** AIM OF THE TASK **
Format each line of the data below as a Markdown table with the columns "Row" and "Line". Number the rows in order and leave out any blank lines.

(Data pointing to named objects)
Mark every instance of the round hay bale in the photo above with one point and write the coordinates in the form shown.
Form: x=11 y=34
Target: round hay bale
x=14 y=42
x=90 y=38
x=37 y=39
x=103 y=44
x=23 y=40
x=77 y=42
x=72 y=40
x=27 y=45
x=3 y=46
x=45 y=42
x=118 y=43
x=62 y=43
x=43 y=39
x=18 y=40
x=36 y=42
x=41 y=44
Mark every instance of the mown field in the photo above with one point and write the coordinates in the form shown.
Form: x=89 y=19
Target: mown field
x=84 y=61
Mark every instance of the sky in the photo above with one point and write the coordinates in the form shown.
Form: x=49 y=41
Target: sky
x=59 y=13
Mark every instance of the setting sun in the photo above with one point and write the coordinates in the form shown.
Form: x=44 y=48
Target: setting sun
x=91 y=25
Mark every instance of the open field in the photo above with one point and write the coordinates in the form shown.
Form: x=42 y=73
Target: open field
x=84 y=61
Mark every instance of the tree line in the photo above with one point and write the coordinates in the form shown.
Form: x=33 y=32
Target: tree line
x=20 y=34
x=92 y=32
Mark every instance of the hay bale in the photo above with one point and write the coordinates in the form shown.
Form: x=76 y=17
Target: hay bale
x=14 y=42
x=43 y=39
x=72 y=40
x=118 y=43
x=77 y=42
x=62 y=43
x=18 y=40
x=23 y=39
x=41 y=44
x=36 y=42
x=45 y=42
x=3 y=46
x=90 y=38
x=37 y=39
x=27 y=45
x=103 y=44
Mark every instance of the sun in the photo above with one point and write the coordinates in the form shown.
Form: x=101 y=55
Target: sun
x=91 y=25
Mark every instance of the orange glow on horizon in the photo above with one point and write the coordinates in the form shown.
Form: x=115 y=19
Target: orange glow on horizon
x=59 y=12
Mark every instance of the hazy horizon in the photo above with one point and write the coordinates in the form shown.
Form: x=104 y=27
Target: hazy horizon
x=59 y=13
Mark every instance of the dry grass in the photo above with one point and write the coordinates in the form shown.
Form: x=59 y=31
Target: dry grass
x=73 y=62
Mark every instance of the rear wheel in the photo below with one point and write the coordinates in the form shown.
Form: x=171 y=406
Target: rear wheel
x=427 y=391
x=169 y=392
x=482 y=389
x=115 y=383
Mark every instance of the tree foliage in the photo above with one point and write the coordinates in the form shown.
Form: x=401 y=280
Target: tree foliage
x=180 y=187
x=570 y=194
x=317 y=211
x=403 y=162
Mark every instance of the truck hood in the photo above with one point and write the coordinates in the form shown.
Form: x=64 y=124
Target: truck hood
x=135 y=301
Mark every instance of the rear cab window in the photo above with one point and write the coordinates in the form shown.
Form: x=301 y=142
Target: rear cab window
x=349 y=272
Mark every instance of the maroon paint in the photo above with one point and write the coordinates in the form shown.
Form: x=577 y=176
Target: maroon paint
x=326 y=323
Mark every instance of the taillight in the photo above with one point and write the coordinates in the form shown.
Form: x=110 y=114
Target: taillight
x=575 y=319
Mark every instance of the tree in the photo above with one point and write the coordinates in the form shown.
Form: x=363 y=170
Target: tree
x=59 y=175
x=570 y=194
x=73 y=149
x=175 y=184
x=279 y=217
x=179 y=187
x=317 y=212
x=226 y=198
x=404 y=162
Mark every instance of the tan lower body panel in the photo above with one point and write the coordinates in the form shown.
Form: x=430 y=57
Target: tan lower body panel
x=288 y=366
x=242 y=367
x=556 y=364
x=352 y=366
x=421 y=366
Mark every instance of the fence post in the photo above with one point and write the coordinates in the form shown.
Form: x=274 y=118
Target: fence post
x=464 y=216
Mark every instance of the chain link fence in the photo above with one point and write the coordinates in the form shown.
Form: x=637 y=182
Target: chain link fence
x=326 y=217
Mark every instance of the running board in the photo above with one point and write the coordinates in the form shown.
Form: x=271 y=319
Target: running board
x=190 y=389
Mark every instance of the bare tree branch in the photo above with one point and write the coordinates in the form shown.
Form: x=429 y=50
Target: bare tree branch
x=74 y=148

** RESULT **
| Row | Line |
|---|---|
| 1 | Mark every instance of the round hay bale in the photo above with one point and write the coordinates in the form shown. |
| 2 | Form: x=11 y=34 |
| 3 | Target: round hay bale |
| 4 | x=14 y=42 |
| 5 | x=90 y=38 |
| 6 | x=37 y=39 |
| 7 | x=103 y=44 |
| 8 | x=23 y=40 |
| 9 | x=77 y=42 |
| 10 | x=72 y=40 |
| 11 | x=27 y=45 |
| 12 | x=3 y=46 |
| 13 | x=45 y=42 |
| 14 | x=118 y=43 |
| 15 | x=62 y=43 |
| 16 | x=43 y=39 |
| 17 | x=18 y=40 |
| 18 | x=36 y=42 |
| 19 | x=41 y=44 |
| 20 | Mark every instance of the mown field in the photo above with one point and write the coordinates in the form shown. |
| 21 | Form: x=89 y=19 |
| 22 | Target: mown field |
| 23 | x=84 y=61 |
| 24 | Mark every instance of the sky in the photo above with one point and write the coordinates in the form shown. |
| 25 | Form: x=49 y=41 |
| 26 | Target: sky |
| 27 | x=59 y=13 |
| 28 | Mark every instance of the setting sun in the photo above with one point and write the coordinates in the form shown. |
| 29 | Form: x=44 y=48 |
| 30 | Target: setting sun |
| 31 | x=91 y=25 |
| 32 | Mark every instance of the open field in the photo above with one point and write the coordinates in the form shown. |
| 33 | Form: x=42 y=73 |
| 34 | Target: open field |
| 35 | x=84 y=61 |
| 36 | Mark every instance of the tree line in the photo above with one point and write the coordinates in the form shown. |
| 37 | Form: x=33 y=32 |
| 38 | Target: tree line |
| 39 | x=20 y=34 |
| 40 | x=92 y=32 |
| 41 | Mark every instance of the hay bale in the photo above with one point and write the coordinates in the form shown. |
| 42 | Form: x=76 y=17 |
| 43 | Target: hay bale |
| 44 | x=14 y=42 |
| 45 | x=43 y=39 |
| 46 | x=72 y=40 |
| 47 | x=118 y=43 |
| 48 | x=77 y=42 |
| 49 | x=62 y=43 |
| 50 | x=18 y=40 |
| 51 | x=23 y=39 |
| 52 | x=41 y=44 |
| 53 | x=36 y=42 |
| 54 | x=45 y=42 |
| 55 | x=3 y=46 |
| 56 | x=90 y=38 |
| 57 | x=37 y=39 |
| 58 | x=27 y=45 |
| 59 | x=103 y=44 |
| 60 | Mark every instance of the sun in the photo above with one point and write the coordinates in the form shown. |
| 61 | Form: x=101 y=55 |
| 62 | Target: sun |
| 63 | x=91 y=25 |
| 64 | Mark every instance of the orange glow on horizon in the photo above with one point and write the coordinates in the form shown. |
| 65 | Form: x=115 y=19 |
| 66 | Target: orange glow on horizon |
| 67 | x=59 y=12 |
| 68 | Mark every instance of the hazy horizon in the photo above with one point and write the coordinates in the form shown. |
| 69 | Form: x=104 y=27 |
| 70 | Target: hazy horizon |
| 71 | x=59 y=13 |
| 72 | Mark every instance of the dry grass in the photo above with one point and write the coordinates in the form shown. |
| 73 | Form: x=59 y=31 |
| 74 | Target: dry grass |
| 75 | x=73 y=62 |
| 76 | Mark every instance of the rear wheel in the photo below with one point and write the coordinates in the form shown. |
| 77 | Form: x=171 y=406 |
| 78 | Target: rear wheel |
| 79 | x=427 y=391 |
| 80 | x=169 y=392 |
| 81 | x=482 y=389 |
| 82 | x=115 y=383 |
| 83 | Mark every instance of the tree foliage in the photo above with one point and write the coordinates in the form shown. |
| 84 | Form: x=401 y=280 |
| 85 | Target: tree foliage |
| 86 | x=180 y=187 |
| 87 | x=570 y=194 |
| 88 | x=317 y=211 |
| 89 | x=403 y=162 |
| 90 | Mark every instance of the truck hood in the photo above with one point and write the coordinates in the form shown. |
| 91 | Form: x=64 y=124 |
| 92 | Target: truck hood |
| 93 | x=135 y=301 |
| 94 | Mark every instance of the rear cab window in the photo above with one point and write the coordinates in the form shown. |
| 95 | Form: x=301 y=142 |
| 96 | Target: rear cab window |
| 97 | x=349 y=272 |
| 98 | Mark every instance of the maroon paint in the photo above with one point and write the coordinates in the form shown. |
| 99 | Form: x=577 y=176 |
| 100 | Target: maroon paint |
| 101 | x=326 y=323 |
| 102 | Mark every instance of the taillight in the photo above with one point and write the coordinates in the form shown. |
| 103 | Form: x=110 y=114 |
| 104 | Target: taillight |
| 105 | x=575 y=319 |
| 106 | Mark every instance of the tree in the photo above with one point and write the coordinates in the form shown. |
| 107 | Form: x=363 y=170 |
| 108 | Target: tree |
| 109 | x=59 y=175 |
| 110 | x=570 y=194 |
| 111 | x=73 y=149 |
| 112 | x=175 y=184 |
| 113 | x=279 y=217 |
| 114 | x=179 y=187 |
| 115 | x=317 y=212 |
| 116 | x=226 y=198 |
| 117 | x=404 y=162 |
| 118 | Mark every instance of the tan lower body panel in the photo above with one point and write the coordinates in the form shown. |
| 119 | Form: x=430 y=57 |
| 120 | Target: tan lower body panel |
| 121 | x=288 y=366 |
| 122 | x=242 y=367 |
| 123 | x=556 y=364 |
| 124 | x=352 y=366 |
| 125 | x=421 y=366 |
| 126 | Mark every instance of the fence post in the photo above with one point and write the coordinates in the form shown. |
| 127 | Form: x=274 y=118 |
| 128 | Target: fence post |
| 129 | x=464 y=216 |
| 130 | Mark every instance of the chain link fence in the photo above with one point and write the coordinates in the form shown. |
| 131 | Form: x=637 y=182 |
| 132 | Target: chain link fence |
| 133 | x=326 y=217 |
| 134 | Mark every instance of the running board in the photo above with one point and write the coordinates in the form shown. |
| 135 | Form: x=271 y=319 |
| 136 | Target: running board |
| 137 | x=190 y=389 |
| 138 | Mark every instance of the bare tree branch in the photo above with one point and write the coordinates in the form shown. |
| 139 | Form: x=429 y=50 |
| 140 | Target: bare tree branch |
| 141 | x=74 y=148 |